Leio estarrecido no Estadão que o Jaguar e o Ziraldo, por serem censurados no Pasquim na época do regime militar, também serão beneficiados pelo que vem sendo chamado de bolsa-ditadura. Os dois receberão em parcelas a indenização de R$ 1 milhão. Além disso, vão ter pensão mensal de R$ 4 mil.
Cresci lendo o Pasquim. Eu chegava me plantar na banca de jornais à espera do semanário carioca que escrachava os ditadores. Ziraldo e Jaguar, entre outros que faziam o jornal, de fato foram perseguidos pelos milicos – chegaram a ser presos.
Mas o Pasquim vendia tanto que encheram de dinheiro os bolsos dos seus donos, entre eles Ziraldo e Jaguar. Se souberam administrá-lo é outro problema. Parece que Ziraldo soube. É um jornalista rico. Não precisava de indenização. É um escritor de sucesso de livros para crianças. Ele poderia ter a dignidade de resistir à bolsa-ditadura.
Não sou contra a indenização a quem foi perseguido pelos militares, mas o benefício só deve ser concedido a quem realmente precisa de ajuda financeira – e esse não é o caso da maioria dos beneficiados, incluindo o presidente Lula, que, se me lembro bem, ficou um ou dois dias na cadeia, e hoje ganha por mês cerca de R$ 5 mil.

• DADOS FORNECIDOS:
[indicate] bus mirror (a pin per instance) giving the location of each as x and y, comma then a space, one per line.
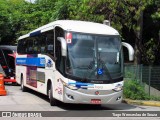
130, 50
63, 46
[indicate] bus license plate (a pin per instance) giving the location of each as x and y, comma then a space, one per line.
95, 101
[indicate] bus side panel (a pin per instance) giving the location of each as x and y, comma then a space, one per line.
20, 70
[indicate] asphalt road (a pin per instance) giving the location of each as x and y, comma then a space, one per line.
16, 100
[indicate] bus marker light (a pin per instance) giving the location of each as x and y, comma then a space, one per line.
95, 101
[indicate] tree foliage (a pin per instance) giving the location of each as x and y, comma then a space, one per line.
138, 21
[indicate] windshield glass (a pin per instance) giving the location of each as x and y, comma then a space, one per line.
94, 57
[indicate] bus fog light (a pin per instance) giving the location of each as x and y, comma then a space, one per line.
71, 97
118, 88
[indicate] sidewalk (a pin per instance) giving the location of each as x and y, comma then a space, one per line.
141, 102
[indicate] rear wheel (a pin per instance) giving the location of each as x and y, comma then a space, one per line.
23, 88
53, 101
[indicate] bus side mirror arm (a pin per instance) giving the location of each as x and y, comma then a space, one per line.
63, 46
130, 50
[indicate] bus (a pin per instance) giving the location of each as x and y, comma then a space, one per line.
73, 62
7, 62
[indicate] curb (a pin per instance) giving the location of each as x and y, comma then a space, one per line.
141, 102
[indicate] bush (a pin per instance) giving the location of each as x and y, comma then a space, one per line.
134, 90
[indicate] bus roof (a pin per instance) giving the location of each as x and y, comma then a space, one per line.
76, 26
9, 47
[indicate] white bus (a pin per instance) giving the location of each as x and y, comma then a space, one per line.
73, 62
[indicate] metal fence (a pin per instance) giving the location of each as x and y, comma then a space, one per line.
149, 76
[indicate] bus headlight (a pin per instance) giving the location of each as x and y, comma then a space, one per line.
69, 86
118, 88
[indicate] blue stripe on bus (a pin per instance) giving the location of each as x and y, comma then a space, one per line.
80, 83
39, 62
35, 33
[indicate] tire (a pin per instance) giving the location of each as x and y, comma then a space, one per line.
53, 101
23, 88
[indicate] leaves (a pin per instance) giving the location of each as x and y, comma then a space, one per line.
19, 17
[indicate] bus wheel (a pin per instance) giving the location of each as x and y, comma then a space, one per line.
23, 88
53, 101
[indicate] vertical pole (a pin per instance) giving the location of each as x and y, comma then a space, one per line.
149, 78
141, 70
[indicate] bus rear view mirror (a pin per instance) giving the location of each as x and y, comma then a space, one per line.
63, 46
130, 50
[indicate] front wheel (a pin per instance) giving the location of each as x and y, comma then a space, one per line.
53, 101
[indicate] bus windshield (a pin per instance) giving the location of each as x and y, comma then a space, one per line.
95, 57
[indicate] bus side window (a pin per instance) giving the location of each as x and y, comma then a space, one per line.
50, 42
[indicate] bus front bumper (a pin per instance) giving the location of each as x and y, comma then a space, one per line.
73, 96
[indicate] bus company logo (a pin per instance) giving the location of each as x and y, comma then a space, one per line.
49, 63
42, 61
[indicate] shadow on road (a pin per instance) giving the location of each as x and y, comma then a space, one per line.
75, 107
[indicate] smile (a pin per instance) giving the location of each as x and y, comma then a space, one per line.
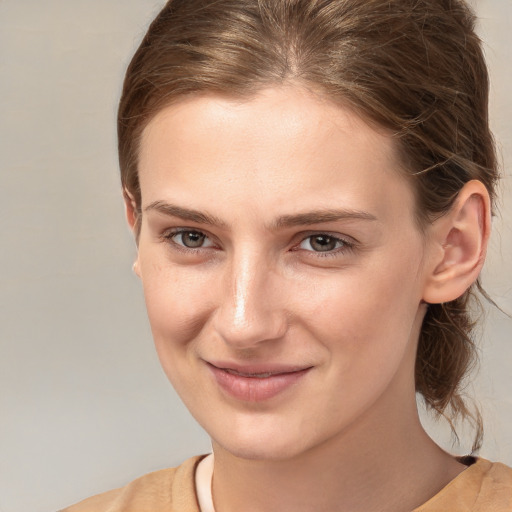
255, 384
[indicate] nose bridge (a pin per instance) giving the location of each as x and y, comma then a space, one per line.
250, 311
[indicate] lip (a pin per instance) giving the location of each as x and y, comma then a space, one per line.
256, 382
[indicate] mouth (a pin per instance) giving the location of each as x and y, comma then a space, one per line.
255, 383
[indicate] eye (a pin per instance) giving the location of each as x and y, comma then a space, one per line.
190, 239
323, 243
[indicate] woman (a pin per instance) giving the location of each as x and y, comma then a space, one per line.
310, 185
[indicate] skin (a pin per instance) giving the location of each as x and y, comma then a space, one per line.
257, 289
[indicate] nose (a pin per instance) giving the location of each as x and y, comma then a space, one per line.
251, 306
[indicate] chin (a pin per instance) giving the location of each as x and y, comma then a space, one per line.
268, 446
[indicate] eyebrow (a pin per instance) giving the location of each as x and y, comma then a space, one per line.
320, 216
284, 221
185, 213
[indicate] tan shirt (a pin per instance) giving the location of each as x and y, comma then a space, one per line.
482, 487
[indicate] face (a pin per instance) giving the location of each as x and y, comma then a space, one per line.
282, 268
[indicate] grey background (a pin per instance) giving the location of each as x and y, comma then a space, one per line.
84, 406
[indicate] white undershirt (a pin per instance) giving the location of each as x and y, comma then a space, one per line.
204, 475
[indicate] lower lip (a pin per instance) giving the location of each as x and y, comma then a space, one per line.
255, 389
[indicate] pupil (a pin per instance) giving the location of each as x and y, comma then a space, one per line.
323, 243
193, 239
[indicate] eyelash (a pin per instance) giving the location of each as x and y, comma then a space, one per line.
346, 245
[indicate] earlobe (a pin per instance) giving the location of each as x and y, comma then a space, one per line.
459, 241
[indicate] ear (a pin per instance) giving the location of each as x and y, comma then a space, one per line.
132, 216
458, 244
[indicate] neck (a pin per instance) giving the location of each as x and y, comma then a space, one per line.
393, 458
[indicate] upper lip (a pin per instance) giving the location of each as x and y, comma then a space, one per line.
258, 369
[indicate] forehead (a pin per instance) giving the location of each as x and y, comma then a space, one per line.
285, 146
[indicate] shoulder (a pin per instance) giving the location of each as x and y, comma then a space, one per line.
169, 490
483, 487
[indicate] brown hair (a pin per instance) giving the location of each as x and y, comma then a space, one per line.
414, 67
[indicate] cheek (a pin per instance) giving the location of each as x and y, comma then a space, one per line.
178, 301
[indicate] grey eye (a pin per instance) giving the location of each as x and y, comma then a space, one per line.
190, 239
321, 243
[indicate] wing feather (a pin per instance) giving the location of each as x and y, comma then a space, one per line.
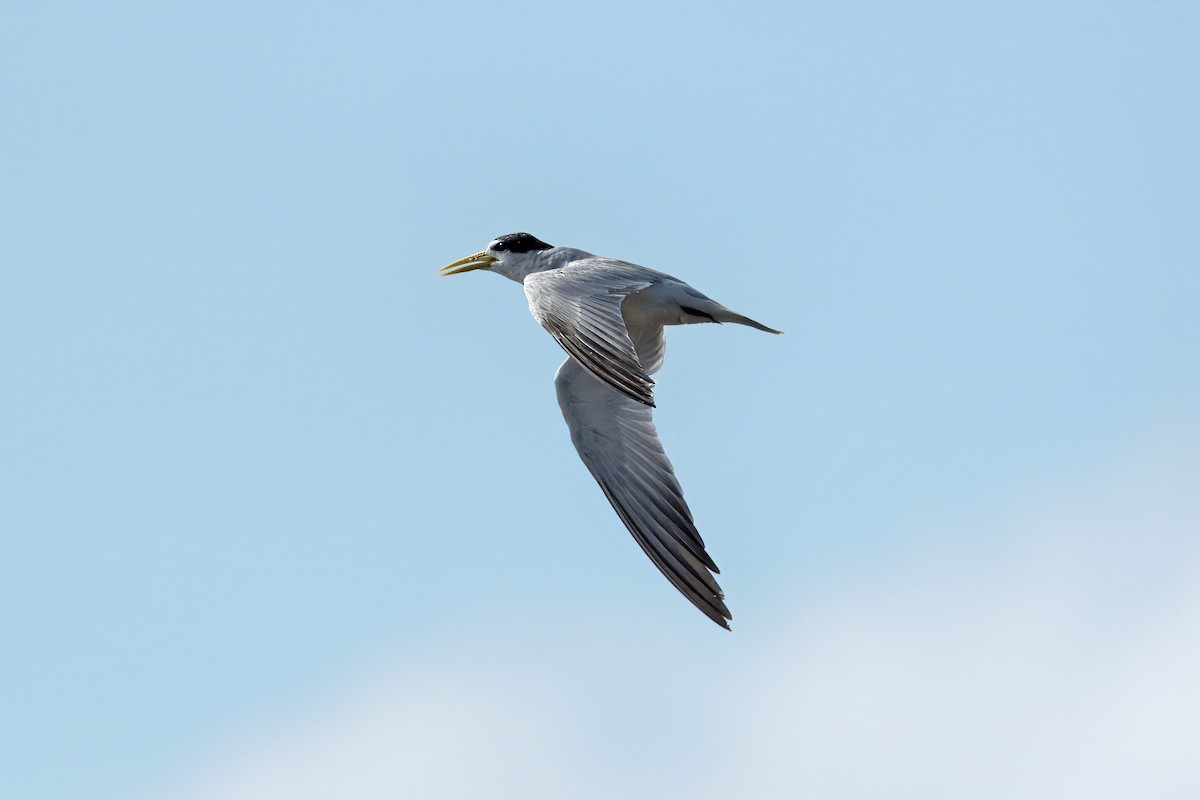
581, 307
616, 439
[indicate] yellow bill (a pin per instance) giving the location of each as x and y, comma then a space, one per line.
480, 260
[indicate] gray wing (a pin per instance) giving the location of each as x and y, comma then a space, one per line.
581, 307
616, 438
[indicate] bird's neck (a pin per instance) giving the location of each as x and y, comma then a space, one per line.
549, 259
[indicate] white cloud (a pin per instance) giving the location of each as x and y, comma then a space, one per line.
1069, 667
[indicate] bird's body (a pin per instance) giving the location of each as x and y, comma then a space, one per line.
609, 316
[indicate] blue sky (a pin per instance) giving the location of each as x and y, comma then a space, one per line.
283, 515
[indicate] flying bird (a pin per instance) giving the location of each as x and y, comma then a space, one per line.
609, 317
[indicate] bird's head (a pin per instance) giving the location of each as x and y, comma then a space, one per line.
513, 256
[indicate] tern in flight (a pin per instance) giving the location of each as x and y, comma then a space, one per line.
609, 317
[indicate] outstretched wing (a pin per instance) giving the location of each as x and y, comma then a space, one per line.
580, 305
616, 438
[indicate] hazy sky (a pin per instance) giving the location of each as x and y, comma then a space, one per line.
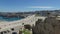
28, 5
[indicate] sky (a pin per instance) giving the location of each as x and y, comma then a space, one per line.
28, 5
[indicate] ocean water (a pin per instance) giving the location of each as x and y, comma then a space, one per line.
9, 19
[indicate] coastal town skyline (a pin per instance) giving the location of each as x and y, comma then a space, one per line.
28, 5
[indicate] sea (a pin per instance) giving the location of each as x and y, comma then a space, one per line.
10, 19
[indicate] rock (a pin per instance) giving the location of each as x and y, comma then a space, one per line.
49, 26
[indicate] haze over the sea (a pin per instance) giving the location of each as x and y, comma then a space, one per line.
28, 5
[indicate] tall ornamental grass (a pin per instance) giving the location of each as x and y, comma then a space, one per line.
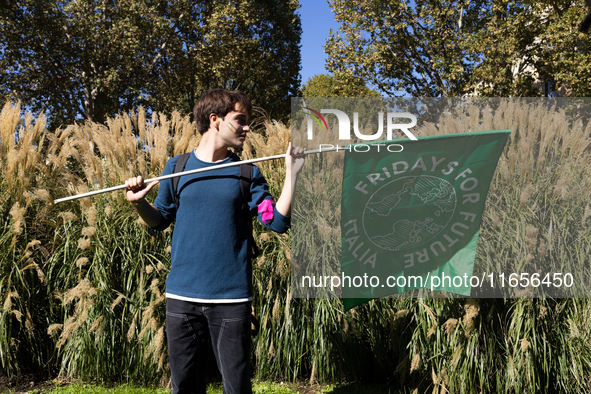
82, 283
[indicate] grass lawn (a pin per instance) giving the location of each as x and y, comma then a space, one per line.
258, 388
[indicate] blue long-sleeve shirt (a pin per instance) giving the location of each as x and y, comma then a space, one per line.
209, 251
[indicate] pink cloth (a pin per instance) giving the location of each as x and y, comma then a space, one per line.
266, 207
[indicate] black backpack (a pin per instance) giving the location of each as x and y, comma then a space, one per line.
245, 181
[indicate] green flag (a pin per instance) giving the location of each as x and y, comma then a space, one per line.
411, 213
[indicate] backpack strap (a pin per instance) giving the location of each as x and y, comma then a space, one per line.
179, 167
246, 171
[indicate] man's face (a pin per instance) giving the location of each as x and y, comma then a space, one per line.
233, 127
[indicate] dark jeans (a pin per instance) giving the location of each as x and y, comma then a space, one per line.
187, 324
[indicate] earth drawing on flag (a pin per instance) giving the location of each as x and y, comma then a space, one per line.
408, 212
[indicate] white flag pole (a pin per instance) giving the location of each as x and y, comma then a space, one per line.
234, 163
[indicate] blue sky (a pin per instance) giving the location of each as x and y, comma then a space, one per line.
317, 20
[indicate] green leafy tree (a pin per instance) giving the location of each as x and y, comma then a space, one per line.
452, 48
94, 58
325, 85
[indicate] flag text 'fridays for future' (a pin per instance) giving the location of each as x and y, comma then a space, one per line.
415, 213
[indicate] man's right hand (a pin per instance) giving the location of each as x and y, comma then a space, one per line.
137, 190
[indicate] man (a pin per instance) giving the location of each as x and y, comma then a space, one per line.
209, 286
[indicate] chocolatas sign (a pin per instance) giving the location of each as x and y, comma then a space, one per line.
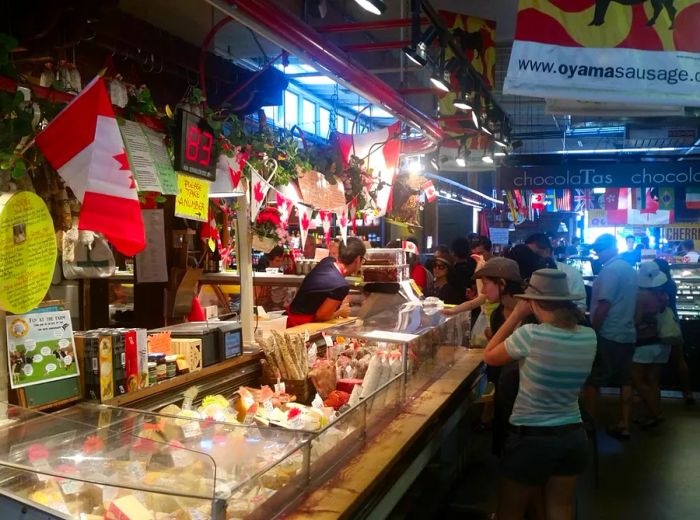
597, 175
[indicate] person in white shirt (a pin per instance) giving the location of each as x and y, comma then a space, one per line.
687, 249
573, 279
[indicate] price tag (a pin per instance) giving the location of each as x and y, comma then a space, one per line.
191, 429
267, 405
70, 487
181, 458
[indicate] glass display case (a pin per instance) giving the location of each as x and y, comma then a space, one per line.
100, 462
687, 280
428, 338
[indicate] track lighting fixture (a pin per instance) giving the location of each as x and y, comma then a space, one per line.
418, 52
373, 6
462, 102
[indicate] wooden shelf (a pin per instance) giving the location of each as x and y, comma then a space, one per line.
173, 384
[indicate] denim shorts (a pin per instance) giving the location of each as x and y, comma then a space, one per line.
533, 459
613, 364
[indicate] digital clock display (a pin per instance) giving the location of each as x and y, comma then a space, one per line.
194, 146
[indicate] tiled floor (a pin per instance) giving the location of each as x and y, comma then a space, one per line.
656, 475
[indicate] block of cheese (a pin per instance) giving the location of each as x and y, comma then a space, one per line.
128, 507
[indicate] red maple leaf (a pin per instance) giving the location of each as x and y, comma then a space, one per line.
235, 176
123, 161
257, 191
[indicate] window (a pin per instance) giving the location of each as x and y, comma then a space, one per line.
324, 122
291, 109
308, 116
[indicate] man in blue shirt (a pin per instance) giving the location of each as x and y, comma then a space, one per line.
613, 303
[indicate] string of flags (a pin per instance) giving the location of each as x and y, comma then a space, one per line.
259, 192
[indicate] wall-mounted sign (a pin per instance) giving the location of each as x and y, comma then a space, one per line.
27, 251
600, 175
40, 348
194, 146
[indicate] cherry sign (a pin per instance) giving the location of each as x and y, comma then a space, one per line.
194, 146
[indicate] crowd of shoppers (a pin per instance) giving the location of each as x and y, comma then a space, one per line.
544, 353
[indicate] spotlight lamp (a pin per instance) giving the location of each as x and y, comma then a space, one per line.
373, 6
462, 102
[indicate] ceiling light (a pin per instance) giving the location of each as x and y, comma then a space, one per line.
373, 6
462, 102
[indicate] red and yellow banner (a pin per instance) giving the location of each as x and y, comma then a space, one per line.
626, 51
477, 39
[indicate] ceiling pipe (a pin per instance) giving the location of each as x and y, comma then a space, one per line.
375, 46
286, 30
368, 26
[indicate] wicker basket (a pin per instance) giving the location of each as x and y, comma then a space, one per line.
301, 388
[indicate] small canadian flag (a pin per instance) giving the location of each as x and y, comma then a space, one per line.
84, 145
430, 192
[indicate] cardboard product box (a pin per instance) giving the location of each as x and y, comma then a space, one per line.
119, 362
191, 349
106, 366
87, 346
131, 355
142, 356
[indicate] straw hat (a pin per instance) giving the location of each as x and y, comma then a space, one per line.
499, 267
549, 285
650, 276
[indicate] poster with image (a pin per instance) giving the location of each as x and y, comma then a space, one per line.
40, 348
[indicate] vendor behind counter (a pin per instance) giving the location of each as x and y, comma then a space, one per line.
322, 294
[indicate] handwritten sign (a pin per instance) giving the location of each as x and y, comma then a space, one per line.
40, 348
192, 201
28, 246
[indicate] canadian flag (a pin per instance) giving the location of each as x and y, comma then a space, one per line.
430, 191
259, 188
304, 212
341, 215
380, 152
84, 145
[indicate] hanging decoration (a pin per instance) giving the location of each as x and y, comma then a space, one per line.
84, 145
305, 213
342, 219
326, 223
259, 188
284, 206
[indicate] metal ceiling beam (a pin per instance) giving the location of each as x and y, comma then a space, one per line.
289, 32
368, 26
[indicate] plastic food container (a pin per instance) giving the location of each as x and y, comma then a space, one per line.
385, 273
385, 256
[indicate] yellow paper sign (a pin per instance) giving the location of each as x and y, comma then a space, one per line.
192, 201
28, 251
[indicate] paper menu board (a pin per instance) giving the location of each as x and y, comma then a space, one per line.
162, 162
192, 201
40, 348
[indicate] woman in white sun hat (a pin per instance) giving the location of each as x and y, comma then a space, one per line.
546, 449
650, 353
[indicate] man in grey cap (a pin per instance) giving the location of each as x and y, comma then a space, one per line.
613, 302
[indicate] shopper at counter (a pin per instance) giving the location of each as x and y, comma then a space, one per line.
272, 259
547, 446
651, 353
613, 302
443, 287
322, 294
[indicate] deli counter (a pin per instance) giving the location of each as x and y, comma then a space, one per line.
225, 452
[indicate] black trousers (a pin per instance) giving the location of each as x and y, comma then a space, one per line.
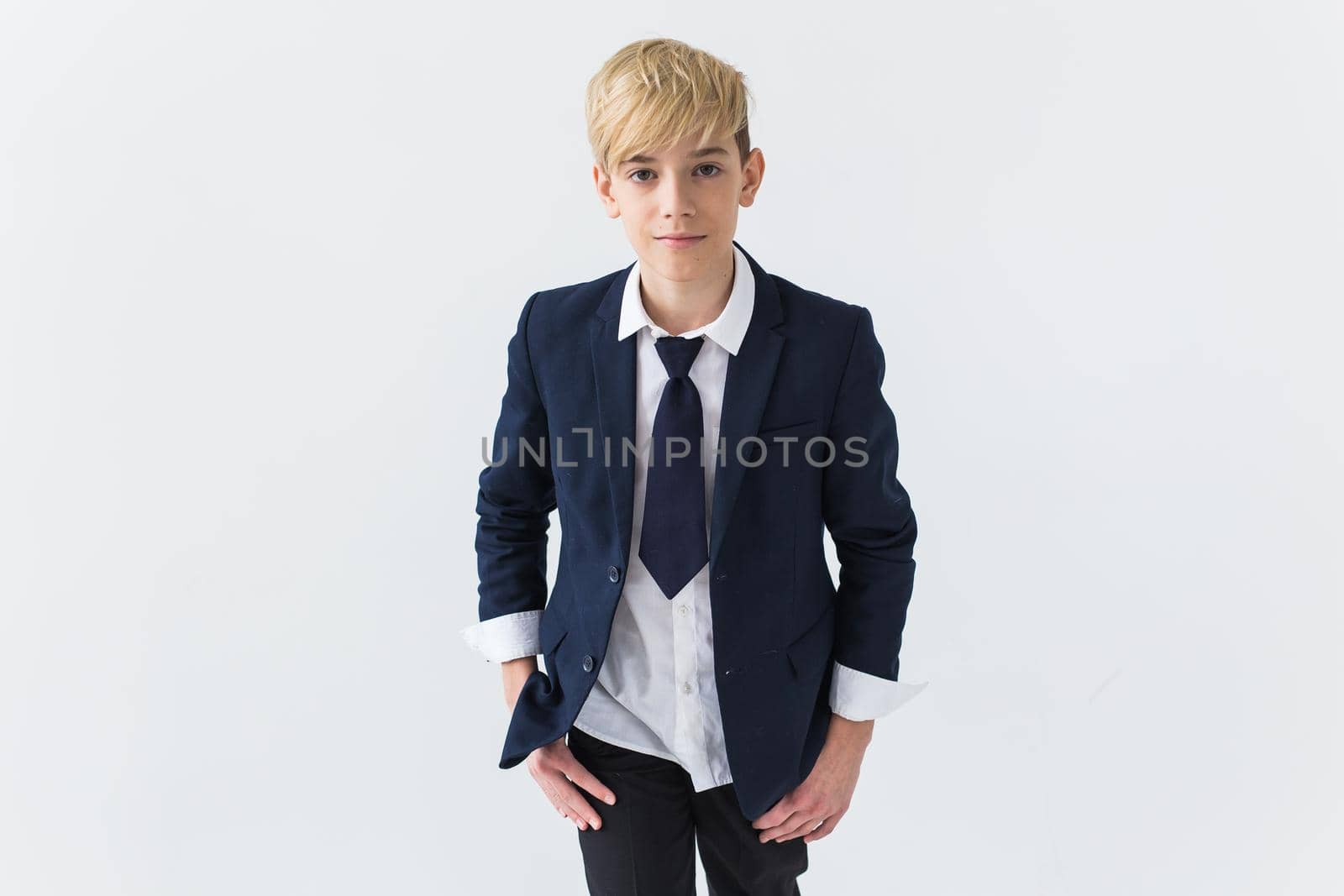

• OBJETIVO DO EXERCÍCIO:
Dê continuidade ao texto de opinião sobre a indenização concedida a Ziraldo e Jaguar, começando logo depois da última frase.

• RESPOSTA ESCRITA:
As pensões aos perseguidos pela ditadura custam aos cofres públicos cerca de R$ 28 milhões por mês e em indenizações já foram pagos aproximadamente R$ 3 bilhões. Por enquanto, porque existem milhares de pedidos em tramitação.
Eu também participei de passeata contra a ditadura. Até levei uma cacetadas nas costas, em uma passeata que saiu do Largo São Francisco. Será que devo pedir um indenização?
Falando sério: esse pessoal não tem a grandeza de Anita Leocádia, filha do líder comunista Luis Carlos Prestes e Olga Benário. Ela nasceu em uma prisão nazista, na Alemanha, e foi impedida de trabalhar no Brasil na época da ditadura militar.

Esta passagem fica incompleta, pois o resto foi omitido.